[[ DATASET CONTENT open ]]
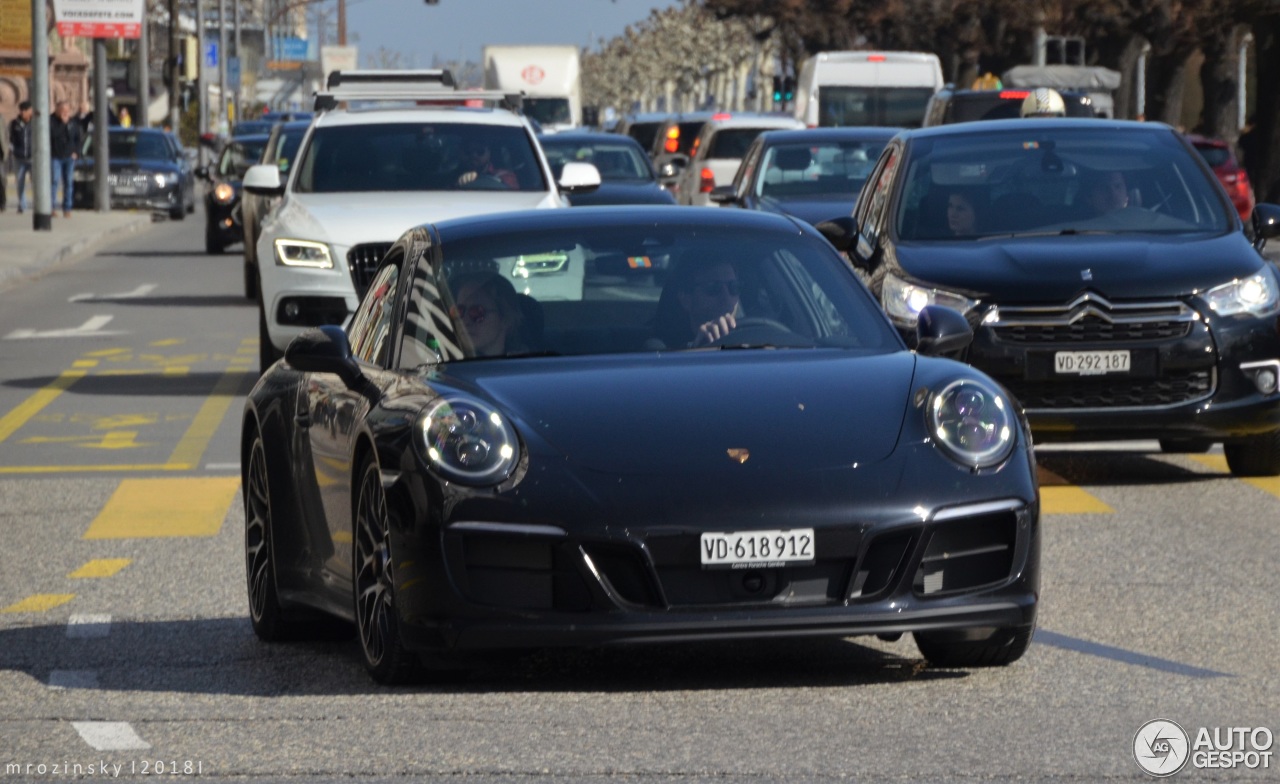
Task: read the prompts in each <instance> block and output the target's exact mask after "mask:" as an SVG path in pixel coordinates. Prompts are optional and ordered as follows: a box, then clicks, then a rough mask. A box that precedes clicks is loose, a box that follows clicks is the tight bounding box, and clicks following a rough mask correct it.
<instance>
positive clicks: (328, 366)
mask: <svg viewBox="0 0 1280 784" xmlns="http://www.w3.org/2000/svg"><path fill="white" fill-rule="evenodd" d="M284 361H285V363H288V365H289V366H291V368H293V369H294V370H302V372H303V373H333V374H334V375H337V377H338V378H340V379H342V382H343V383H344V384H347V386H348V387H349V386H352V384H353V383H355V382H356V379H358V378H360V365H357V364H356V357H355V356H353V355H352V354H351V341H348V339H347V333H346V332H344V331H343V329H342V327H335V325H333V324H325V325H324V327H312V328H311V329H307V331H306V332H303V333H302V334H300V336H298V337H296V338H293V341H292V342H291V343H289V345H288V347H287V348H285V350H284Z"/></svg>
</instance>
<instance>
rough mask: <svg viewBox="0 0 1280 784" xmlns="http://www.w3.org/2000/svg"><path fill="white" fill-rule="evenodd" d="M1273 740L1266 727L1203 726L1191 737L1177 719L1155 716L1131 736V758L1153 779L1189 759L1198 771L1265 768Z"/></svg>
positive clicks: (1249, 769) (1139, 728) (1263, 726)
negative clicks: (1131, 748)
mask: <svg viewBox="0 0 1280 784" xmlns="http://www.w3.org/2000/svg"><path fill="white" fill-rule="evenodd" d="M1274 742H1275V735H1274V734H1272V731H1271V730H1270V729H1267V728H1265V726H1213V728H1208V726H1202V728H1199V729H1198V730H1197V731H1196V737H1194V738H1193V737H1190V735H1188V734H1187V730H1184V729H1183V728H1181V726H1180V725H1179V724H1178V723H1176V721H1170V720H1169V719H1155V720H1152V721H1148V723H1147V724H1143V725H1142V726H1140V728H1138V733H1137V734H1135V735H1134V737H1133V758H1134V761H1137V762H1138V767H1142V769H1143V770H1144V771H1147V772H1148V774H1151V775H1153V776H1156V778H1165V776H1171V775H1174V774H1175V772H1178V771H1180V770H1183V769H1184V767H1187V764H1188V762H1190V765H1192V767H1197V769H1201V770H1234V769H1240V767H1247V769H1249V770H1260V769H1261V770H1267V769H1270V767H1271V753H1272V752H1271V746H1272V743H1274Z"/></svg>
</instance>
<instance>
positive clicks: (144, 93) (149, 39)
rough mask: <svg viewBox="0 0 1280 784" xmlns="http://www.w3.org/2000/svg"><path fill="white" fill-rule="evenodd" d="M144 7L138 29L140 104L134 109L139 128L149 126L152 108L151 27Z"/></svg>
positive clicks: (138, 75)
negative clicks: (148, 115)
mask: <svg viewBox="0 0 1280 784" xmlns="http://www.w3.org/2000/svg"><path fill="white" fill-rule="evenodd" d="M146 10H147V9H146V6H145V5H143V8H142V28H141V29H140V31H138V51H137V63H138V105H137V108H136V109H134V110H133V115H134V117H133V124H134V126H136V127H138V128H148V127H150V126H151V123H148V122H147V110H148V109H150V108H151V31H150V29H148V28H150V27H151V22H150V17H148V14H147V13H146Z"/></svg>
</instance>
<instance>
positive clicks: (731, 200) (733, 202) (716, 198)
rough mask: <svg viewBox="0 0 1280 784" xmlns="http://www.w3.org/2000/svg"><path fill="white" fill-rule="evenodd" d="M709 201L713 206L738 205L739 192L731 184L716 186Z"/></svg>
mask: <svg viewBox="0 0 1280 784" xmlns="http://www.w3.org/2000/svg"><path fill="white" fill-rule="evenodd" d="M709 199H710V200H712V202H713V204H721V205H724V204H737V191H735V190H733V186H731V184H727V186H716V187H714V188H712V192H710V196H709Z"/></svg>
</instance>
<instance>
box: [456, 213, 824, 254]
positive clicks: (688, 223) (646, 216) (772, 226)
mask: <svg viewBox="0 0 1280 784" xmlns="http://www.w3.org/2000/svg"><path fill="white" fill-rule="evenodd" d="M598 225H608V227H617V228H618V229H626V228H637V229H639V228H644V229H648V231H654V227H655V225H666V227H672V228H682V227H710V228H713V227H730V228H737V229H742V231H771V232H783V233H791V234H796V233H809V231H810V229H806V228H804V224H801V223H799V222H797V220H796V219H795V218H791V216H786V215H781V214H777V213H768V211H763V210H709V209H692V208H690V209H672V208H671V206H667V205H618V206H612V205H611V206H576V208H572V209H568V210H520V211H511V213H490V214H485V215H468V216H466V218H452V219H448V220H442V222H440V223H436V224H435V228H436V231H439V233H440V242H442V245H443V246H444V247H448V243H449V242H451V241H456V240H465V238H471V237H483V236H489V234H493V233H497V232H500V233H524V232H538V231H545V229H552V231H571V229H573V228H579V227H598Z"/></svg>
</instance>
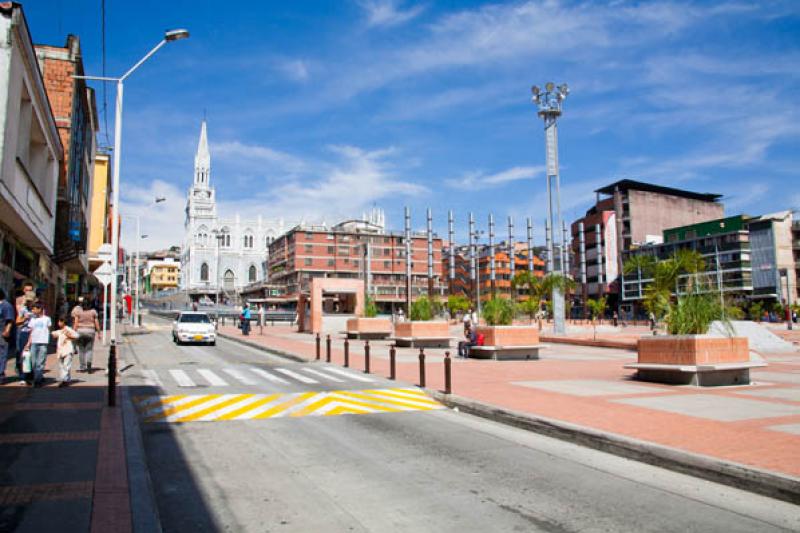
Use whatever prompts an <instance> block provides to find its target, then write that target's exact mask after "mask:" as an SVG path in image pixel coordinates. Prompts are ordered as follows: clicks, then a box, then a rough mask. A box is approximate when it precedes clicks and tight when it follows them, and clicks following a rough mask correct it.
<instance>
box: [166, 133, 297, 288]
mask: <svg viewBox="0 0 800 533" xmlns="http://www.w3.org/2000/svg"><path fill="white" fill-rule="evenodd" d="M210 180H211V153H210V151H209V148H208V134H207V131H206V122H205V120H204V121H203V123H202V126H201V128H200V141H199V142H198V145H197V153H196V154H195V158H194V181H193V183H192V186H191V187H190V188H189V194H188V197H187V199H186V220H185V223H184V228H185V235H184V241H183V247H182V251H181V289H182V290H183V291H185V292H186V293H188V294H189V296H190V297H191V298H192V300H198V299H202V298H204V297H206V296H208V297H209V298H210V299H212V300H216V294H217V293H218V292H222V293H224V296H223V297H227V298H232V297H233V296H234V295H235V294H236V293H238V292H239V291H240V290H241V289H242V288H243V287H245V286H246V285H248V284H250V283H254V282H257V281H263V280H265V279H266V278H267V259H268V258H267V255H268V253H269V245H270V243H271V242H272V241H273V240H275V238H277V237H278V236H280V235H282V234H283V233H284V232H285V231H286V228H285V227H284V223H283V220H268V219H264V218H262V217H261V216H260V215H259V217H258V218H257V219H254V220H252V219H242V218H241V217H240V216H239V215H238V214H236V215H235V216H234V217H233V218H220V217H219V216H218V214H217V203H216V191H215V190H214V188H213V187H211V184H210Z"/></svg>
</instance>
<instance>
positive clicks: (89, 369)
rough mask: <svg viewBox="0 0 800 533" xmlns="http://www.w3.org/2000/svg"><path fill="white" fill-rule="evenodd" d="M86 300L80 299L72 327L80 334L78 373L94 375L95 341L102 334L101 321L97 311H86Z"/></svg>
mask: <svg viewBox="0 0 800 533" xmlns="http://www.w3.org/2000/svg"><path fill="white" fill-rule="evenodd" d="M84 305H86V299H85V298H84V297H83V296H79V297H78V305H76V306H75V307H74V308H73V309H72V315H71V316H72V327H73V329H74V330H75V331H77V332H78V340H77V342H76V343H75V344H76V345H77V347H78V365H79V366H78V372H86V373H88V374H91V373H92V358H93V357H92V356H93V352H94V340H95V338H96V337H97V335H99V333H100V321H99V320H98V319H97V311H96V310H94V309H91V308H88V306H87V308H86V309H84Z"/></svg>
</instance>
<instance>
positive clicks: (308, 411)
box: [134, 388, 444, 423]
mask: <svg viewBox="0 0 800 533" xmlns="http://www.w3.org/2000/svg"><path fill="white" fill-rule="evenodd" d="M134 404H135V405H136V408H137V409H138V411H139V413H140V415H141V416H142V418H143V420H144V421H145V422H152V423H170V422H173V423H183V422H219V421H231V420H259V419H266V418H282V417H292V418H297V417H304V416H337V415H346V414H350V415H360V414H371V413H396V412H403V411H432V410H438V409H444V406H443V405H442V404H440V403H439V402H437V401H435V400H433V399H432V398H430V397H428V396H427V395H426V394H425V393H424V392H423V391H421V390H419V389H416V388H390V389H359V390H336V391H309V392H298V393H285V394H279V393H278V394H202V395H184V394H176V395H169V396H158V395H148V396H138V397H135V398H134Z"/></svg>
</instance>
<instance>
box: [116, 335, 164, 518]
mask: <svg viewBox="0 0 800 533" xmlns="http://www.w3.org/2000/svg"><path fill="white" fill-rule="evenodd" d="M129 349H130V348H129ZM120 391H121V393H122V401H121V402H120V403H121V408H122V423H123V430H124V434H125V435H124V438H125V457H126V460H127V461H126V462H127V464H128V489H129V499H130V507H131V517H132V522H133V523H132V526H133V529H132V531H133V533H151V532H152V533H161V531H162V528H161V519H160V518H159V515H158V506H157V505H156V497H155V492H154V490H153V483H152V481H151V480H150V470H149V468H148V466H147V459H146V457H145V453H144V442H143V440H142V431H141V428H140V427H139V418H138V417H137V416H136V412H135V410H134V407H133V401H132V400H131V397H130V391H129V390H128V387H125V386H120Z"/></svg>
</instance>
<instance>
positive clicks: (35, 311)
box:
[[ DATASET CONTENT closed ]]
> **EXERCISE REQUIREMENTS**
Pull out each line above that contains the string "follows". Treat uppercase and lowercase as different.

> **WRITTEN REPLY**
Task: read the prompts in each <instance> block and output the target's exact mask after "mask:" as an SVG path in pixel coordinates. Prompts are optional and ordered as follows: a box, then clicks, then a rough mask. A box that precedes clicks is loose, a box that follows clicks is the tight bounding box, and clicks following a rough mask correct it.
Use whatever prompts an <instance> block provides to find its target, then write that target's exact mask after "mask:" as an SVG path in image pixel coordinates. Prompts are ordered as follows: clicks, then a box, then a rough mask. A box is approximate when it precedes clicks and tight when it follows them, and clicks following a rough mask correct it.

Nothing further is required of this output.